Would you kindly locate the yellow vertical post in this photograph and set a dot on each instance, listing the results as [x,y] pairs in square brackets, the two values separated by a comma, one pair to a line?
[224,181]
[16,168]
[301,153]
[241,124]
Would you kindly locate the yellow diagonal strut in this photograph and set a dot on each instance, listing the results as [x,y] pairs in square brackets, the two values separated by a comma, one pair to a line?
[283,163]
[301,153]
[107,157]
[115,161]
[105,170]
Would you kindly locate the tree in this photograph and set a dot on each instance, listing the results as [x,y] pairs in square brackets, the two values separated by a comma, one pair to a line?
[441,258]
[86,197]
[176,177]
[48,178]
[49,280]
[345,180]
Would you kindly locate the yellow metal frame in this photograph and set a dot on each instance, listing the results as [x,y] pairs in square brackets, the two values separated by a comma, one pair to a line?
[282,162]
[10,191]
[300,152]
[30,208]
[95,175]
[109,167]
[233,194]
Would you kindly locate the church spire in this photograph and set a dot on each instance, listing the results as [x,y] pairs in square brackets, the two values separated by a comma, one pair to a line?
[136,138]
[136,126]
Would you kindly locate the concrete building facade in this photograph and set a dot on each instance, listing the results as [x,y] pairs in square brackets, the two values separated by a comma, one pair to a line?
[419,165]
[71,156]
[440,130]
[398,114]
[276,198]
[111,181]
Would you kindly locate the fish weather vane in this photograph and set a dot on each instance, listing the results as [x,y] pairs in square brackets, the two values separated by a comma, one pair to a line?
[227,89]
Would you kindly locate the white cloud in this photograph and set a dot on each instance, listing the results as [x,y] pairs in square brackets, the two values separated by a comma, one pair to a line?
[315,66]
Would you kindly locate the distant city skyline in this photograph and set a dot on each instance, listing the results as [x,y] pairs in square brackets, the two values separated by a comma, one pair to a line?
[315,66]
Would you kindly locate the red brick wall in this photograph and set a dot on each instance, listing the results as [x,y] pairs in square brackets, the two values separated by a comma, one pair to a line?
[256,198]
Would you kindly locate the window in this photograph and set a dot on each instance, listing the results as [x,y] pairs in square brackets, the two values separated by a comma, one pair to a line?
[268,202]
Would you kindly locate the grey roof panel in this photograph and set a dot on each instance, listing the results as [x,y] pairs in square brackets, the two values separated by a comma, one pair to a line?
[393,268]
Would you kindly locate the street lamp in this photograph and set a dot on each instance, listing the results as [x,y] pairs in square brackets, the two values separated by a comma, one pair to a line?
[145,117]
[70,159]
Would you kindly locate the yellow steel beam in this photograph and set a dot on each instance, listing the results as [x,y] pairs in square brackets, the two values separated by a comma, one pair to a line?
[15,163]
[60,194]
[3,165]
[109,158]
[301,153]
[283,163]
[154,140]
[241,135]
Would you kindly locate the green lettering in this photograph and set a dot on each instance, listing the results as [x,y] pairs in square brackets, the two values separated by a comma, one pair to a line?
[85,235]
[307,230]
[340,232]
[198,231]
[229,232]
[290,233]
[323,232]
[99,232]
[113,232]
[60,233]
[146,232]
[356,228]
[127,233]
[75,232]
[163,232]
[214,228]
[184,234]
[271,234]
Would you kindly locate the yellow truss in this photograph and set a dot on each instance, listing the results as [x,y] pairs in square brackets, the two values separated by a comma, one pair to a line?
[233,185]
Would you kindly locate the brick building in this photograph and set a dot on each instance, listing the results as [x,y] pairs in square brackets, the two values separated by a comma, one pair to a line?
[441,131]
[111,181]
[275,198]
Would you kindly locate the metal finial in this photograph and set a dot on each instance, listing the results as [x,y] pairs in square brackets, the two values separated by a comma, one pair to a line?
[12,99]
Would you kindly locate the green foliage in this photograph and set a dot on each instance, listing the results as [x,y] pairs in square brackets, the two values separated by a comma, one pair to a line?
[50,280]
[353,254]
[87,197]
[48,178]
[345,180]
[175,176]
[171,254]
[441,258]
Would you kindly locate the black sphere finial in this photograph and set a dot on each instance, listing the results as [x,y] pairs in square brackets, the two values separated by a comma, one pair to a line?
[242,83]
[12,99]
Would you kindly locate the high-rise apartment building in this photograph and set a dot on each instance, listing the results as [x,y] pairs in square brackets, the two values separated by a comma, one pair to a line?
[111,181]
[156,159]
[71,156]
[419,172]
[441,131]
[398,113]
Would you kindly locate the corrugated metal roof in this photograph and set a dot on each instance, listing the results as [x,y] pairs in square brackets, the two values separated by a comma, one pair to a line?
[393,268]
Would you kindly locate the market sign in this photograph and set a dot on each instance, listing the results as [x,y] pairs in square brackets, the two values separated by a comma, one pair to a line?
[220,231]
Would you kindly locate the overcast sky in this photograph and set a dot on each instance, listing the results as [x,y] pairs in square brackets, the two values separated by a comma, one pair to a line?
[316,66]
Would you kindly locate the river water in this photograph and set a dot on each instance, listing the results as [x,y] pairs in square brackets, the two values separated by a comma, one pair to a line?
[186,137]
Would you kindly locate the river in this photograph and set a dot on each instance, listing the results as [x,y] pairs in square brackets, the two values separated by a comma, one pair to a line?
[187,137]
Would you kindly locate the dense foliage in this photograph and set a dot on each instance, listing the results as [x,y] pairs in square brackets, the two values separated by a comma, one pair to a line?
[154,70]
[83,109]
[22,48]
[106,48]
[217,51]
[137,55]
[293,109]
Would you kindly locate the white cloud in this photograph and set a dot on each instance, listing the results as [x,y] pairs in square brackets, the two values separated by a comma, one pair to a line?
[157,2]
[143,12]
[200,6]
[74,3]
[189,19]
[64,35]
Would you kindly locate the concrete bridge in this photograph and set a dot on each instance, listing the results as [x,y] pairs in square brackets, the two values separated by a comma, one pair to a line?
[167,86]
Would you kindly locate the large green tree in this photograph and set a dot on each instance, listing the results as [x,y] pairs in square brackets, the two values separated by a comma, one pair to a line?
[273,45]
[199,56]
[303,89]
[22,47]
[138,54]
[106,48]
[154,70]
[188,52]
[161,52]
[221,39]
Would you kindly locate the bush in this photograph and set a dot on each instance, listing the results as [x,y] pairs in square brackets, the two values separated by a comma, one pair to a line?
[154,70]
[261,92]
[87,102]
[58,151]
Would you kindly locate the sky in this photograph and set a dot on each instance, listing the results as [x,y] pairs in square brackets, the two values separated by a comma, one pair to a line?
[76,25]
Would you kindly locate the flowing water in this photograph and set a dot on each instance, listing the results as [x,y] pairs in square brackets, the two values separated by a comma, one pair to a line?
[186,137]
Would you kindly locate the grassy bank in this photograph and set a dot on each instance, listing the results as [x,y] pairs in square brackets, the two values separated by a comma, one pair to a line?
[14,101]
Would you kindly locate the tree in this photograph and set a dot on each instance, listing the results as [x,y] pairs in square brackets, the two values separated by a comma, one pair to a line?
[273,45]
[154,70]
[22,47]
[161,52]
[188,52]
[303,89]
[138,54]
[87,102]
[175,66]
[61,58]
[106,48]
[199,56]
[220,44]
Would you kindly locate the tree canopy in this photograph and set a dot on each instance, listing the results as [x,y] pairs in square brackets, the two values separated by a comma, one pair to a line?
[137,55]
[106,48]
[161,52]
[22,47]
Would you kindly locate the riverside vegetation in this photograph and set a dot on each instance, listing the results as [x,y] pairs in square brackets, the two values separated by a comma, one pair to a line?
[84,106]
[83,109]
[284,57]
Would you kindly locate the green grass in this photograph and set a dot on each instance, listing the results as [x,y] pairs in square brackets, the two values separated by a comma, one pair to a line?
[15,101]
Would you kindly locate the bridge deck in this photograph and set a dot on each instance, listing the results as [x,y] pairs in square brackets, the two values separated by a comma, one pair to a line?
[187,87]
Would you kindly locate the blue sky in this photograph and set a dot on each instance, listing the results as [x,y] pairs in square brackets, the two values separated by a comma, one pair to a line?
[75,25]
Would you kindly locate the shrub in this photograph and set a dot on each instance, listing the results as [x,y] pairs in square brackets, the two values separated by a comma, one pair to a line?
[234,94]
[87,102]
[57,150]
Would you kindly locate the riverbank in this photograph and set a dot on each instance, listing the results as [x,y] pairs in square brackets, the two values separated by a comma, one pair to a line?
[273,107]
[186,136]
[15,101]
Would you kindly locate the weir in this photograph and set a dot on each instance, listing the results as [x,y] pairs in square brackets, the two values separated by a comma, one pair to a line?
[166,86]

» **The request**
Return the line that contains "Would you kindly locate the riverbank" and all lines after it, verbatim, and nothing else.

» **Result**
Would you kindly locate the riverbank in this photograph and set a dot on each instance, listing the results as [x,y] pairs in square brackets, the two values separated by a comma, one pair to a line?
[273,107]
[186,136]
[15,101]
Would you kindly locate the weir in this photograph and set a dot on each instance, listing the results as [x,y] pairs in square brackets, the two values separated by a comma, one pair to a line?
[166,86]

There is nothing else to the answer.